Goal:
Reproduce the lines below word for word, from the line containing "shirt, it would be much appreciated." through the end of the rows, both ends included.

Provided information:

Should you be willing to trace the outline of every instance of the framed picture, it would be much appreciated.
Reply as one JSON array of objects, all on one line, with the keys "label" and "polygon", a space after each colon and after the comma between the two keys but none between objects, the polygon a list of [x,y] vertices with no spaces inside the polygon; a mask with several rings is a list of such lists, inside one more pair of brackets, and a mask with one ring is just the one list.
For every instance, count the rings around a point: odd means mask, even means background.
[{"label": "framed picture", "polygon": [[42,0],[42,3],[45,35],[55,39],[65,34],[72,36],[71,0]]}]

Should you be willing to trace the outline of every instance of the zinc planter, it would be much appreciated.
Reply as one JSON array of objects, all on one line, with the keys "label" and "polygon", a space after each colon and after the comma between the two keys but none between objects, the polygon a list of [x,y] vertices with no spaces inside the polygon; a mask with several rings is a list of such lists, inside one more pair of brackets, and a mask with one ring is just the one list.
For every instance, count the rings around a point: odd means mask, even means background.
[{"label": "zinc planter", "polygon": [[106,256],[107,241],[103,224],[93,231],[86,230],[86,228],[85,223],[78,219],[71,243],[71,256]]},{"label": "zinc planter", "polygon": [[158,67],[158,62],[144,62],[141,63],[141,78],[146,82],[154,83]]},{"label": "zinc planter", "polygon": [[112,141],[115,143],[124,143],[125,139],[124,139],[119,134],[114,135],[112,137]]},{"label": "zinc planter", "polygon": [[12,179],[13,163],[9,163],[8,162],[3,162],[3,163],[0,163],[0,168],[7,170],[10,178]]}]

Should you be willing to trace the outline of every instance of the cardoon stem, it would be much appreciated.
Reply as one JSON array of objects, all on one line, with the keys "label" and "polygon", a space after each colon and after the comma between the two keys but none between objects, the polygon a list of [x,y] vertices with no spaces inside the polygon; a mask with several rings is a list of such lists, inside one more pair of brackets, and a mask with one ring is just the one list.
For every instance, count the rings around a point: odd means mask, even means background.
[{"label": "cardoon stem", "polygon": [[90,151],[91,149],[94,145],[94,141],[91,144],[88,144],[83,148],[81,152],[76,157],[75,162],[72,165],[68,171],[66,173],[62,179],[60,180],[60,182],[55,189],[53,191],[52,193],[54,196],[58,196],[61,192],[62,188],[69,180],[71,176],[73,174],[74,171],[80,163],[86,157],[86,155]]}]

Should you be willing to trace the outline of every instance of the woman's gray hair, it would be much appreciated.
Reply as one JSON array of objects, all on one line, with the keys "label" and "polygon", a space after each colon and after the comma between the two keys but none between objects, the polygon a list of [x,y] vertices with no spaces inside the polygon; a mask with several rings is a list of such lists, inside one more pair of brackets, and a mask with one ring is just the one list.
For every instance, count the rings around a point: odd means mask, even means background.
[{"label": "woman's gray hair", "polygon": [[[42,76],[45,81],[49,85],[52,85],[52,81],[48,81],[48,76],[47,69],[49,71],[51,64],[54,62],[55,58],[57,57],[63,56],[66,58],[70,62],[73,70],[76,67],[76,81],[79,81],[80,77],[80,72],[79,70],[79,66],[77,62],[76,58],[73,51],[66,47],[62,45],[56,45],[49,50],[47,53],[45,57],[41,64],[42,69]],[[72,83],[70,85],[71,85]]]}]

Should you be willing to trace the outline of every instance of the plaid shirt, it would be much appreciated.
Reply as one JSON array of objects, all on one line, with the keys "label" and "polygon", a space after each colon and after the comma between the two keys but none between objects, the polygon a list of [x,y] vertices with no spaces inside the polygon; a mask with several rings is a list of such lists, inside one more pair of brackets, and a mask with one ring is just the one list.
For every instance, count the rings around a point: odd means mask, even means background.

Answer for the task:
Should you be willing to trace the outline of every instance of the plaid shirt, it would be much appreciated.
Reply as one JSON array of objects, all on one line, with the keys "label" and "polygon", a space after each colon and after the comma between the two keys but none between objects, the polygon a list of [x,y] vertices with no spaces inside the polygon; a mask with several rings is a list of such lists, inside one more pair of brackets, and a mask with one ring is just the one list.
For every instance, count the rings around a point: odd means mask, even means background.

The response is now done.